- _Task prompt_
The word "each" occurs in some lines of the listing. Copy those lines.

• • • •

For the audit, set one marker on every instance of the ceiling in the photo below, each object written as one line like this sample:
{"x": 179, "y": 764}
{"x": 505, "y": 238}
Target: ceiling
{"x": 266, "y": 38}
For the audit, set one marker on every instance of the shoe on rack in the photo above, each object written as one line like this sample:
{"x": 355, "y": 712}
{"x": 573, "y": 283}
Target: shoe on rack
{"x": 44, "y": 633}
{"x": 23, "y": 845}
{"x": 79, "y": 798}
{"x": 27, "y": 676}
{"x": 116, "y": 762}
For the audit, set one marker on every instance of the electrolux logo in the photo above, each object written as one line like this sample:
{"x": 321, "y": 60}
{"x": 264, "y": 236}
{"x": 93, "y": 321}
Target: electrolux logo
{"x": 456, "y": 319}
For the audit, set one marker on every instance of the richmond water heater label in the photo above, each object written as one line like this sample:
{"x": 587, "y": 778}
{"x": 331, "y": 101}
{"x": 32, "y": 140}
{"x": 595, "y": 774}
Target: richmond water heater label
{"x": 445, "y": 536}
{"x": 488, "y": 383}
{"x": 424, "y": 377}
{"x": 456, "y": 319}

• • • •

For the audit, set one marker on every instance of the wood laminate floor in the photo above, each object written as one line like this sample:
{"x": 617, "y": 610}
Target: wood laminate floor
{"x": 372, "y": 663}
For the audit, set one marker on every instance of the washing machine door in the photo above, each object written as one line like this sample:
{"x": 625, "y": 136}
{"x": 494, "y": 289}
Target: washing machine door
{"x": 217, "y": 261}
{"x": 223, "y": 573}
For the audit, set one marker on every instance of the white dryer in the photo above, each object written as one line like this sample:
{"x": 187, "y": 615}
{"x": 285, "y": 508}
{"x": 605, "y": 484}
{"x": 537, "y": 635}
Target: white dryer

• • • •

- _Written answer_
For the audit, set one marker on every instance of the ceiling in the photo below, each object written as one line like this sample:
For the audit, set one marker on every instance of the shoe on rack in the photo above, each object written as one line like this sample:
For the audit, set one marker on every instance of the electrolux logo in the photo above, each object written as one line like this sample:
For the audit, set one marker on every instance of the richmond water heater label in the photo above, each object written as one line like this sample:
For the audit, set one marker on every instance of the wood laminate floor in the photo above, each object written as one line like this sample:
For the audit, set one marker on every instance of the washing machine door in the photo above, each object written as one line like this sample:
For the audit, set one marker on every instance of the white dryer in the photo above, each object written as one line like this sample:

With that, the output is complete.